● **Selection**:
FreeBSD Security Survey

Anish Mistry mistry.7 at
Sun May 21 23:49:46 PDT 2006

On Monday 22 May 2006 01:44, Scott Long wrote:
> Brent Casavant wrote:
> > On Sun, 21 May 2006, Colin Percival wrote:
> >>In order to better understand
> >>which FreeBSD versions are in use, how people are (or aren't)
> >> keeping them updated, and why it seems so many systems are not
> >> being updated, I have put together a short survey of 12
> >> questions.
> >
> > I applaud this survey, however question 9 missed an important
> > point, at least to me.  I was torn between answering "less than
> > once a month" and "I never update".
> >
> > While I find ports to be the single most useful feature of the
> > FreeBSD experience, and can't thank contributors enough for the
> > efforts, I on the other hand find updating my installed ports
> > collection (for security reasons or otherwise) to be quite
> > painful.  I typically use portupgrade to perform this task.  On
> > several occasions I got "bit" by doing a portupgrade which wasn't
> > able to completely upgrade all dependencies (particularly when X,
> > GUI's, and desktops are in the mix -- though I always follow the
> > special Gnome upgrade methods when appropriate).
> >
> > I can't rule out some form of pilot error, but the end result was
> > pain.
> >
> > After several instances of unsatisfactory portupgrades (mostly in
> > the 5.2 through early 5.4 timeframe), I adopted the practice of
> > either not upgrading ports at all for the life of a particular
> > installation on a machine (typically about one year), or when
> > necessary by removing *all* ports from the machine, cvsup'ing,
> > and reinstalling.  This has served me quite well, particularly
> > considering the minimal threat profile these particularly systems
> > face.
> >
> > So, in short, that's why *I* rarely update ports for security
> > reasons.
> >
> > There are steps that could be taken at the port maintenance level
> > that would work well for my particular case, however that's
> > beyond the scope of the survey.  Thanks for taking the time put
> > the survey together, I certainly hope it proves useful.

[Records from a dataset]

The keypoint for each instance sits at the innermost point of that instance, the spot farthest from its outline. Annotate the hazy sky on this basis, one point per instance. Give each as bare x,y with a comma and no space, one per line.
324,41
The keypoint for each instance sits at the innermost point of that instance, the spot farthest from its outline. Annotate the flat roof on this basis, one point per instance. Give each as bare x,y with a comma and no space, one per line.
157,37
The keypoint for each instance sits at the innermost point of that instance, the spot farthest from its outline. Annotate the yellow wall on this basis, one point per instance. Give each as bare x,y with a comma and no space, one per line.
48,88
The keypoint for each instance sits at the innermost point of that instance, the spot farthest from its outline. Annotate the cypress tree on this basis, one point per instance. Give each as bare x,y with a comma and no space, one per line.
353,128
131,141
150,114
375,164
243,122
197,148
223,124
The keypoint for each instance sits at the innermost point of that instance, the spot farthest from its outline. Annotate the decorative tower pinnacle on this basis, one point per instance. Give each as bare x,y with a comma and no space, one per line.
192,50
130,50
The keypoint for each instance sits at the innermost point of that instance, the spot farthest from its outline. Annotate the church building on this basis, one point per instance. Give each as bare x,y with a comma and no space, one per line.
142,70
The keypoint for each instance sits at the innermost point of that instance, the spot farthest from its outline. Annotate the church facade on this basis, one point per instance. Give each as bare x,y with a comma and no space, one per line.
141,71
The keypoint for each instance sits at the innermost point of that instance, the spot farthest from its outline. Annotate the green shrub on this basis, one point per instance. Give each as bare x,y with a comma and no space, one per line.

● **Aim of the task**:
Extend the FreeBSD security survey message, picking up right after its final sentence.

● **Written answer**:
> >
> > Thank you,
> > Brent Casavant
> I share this frustration with you.  I was once told that the pain
> in upgrading is due largely to a somewhat invisible difference
> between installing a pre-compiled package, and building+installing
> a port.  In theory, if you stick to one method or the other, things
> will stay mostly consistent.  But if you mix them, and particularly
> if you update the ports tree in the process, the end result is a
> bit more undefined.  One thing that I wish for is that the ports
> tree would branch for releases, and that those branches would get
> security updates.  I know that this would involve an exponentially
> larger amount of effort from the ports team, and I don't fault them
> for not doing it.  Still, it would be nice to have.
More ports seem to be separating out their different version into 
portname20, portname, portname21, etc.  This takes out quite a bit of 
the updating woes without causing too much overhead for the 
maintainers.  Since maintaining a security branch for releases would 
require too much overhead it might be nice to have mechanism to track 
the "release version" of the installed software.
For 6.0 release I installed lang/lua which is lua-5.0
Then when I cvsup next time the maintainer has created a lang/lua50 
port for the old version and lang/lua is now version 5.1.  It would 
be nice to have a mapping that I can say "Stay with version 5.0.x" 
and when I do a portupgrade it will see that lua-5.0 is installed so 
use lang/lua50 instead of lang/lua.
As a port maintainer, I could probably live with that extra mapping.

Though currently I try to keep a few jails configured on my desktop 
that match customer's configurations and perform updates in the jail 
first.  Just to see it there will be any hiccups before actually 
performing the updates on a customer's system.  I only have 3 basic 
configurations that I use so it's not that big of a deal for me.

My biggest grip about updating the base system is the mergemaster 
step, but once mergemaster -U is cut into a release it should fix 
that annoyance.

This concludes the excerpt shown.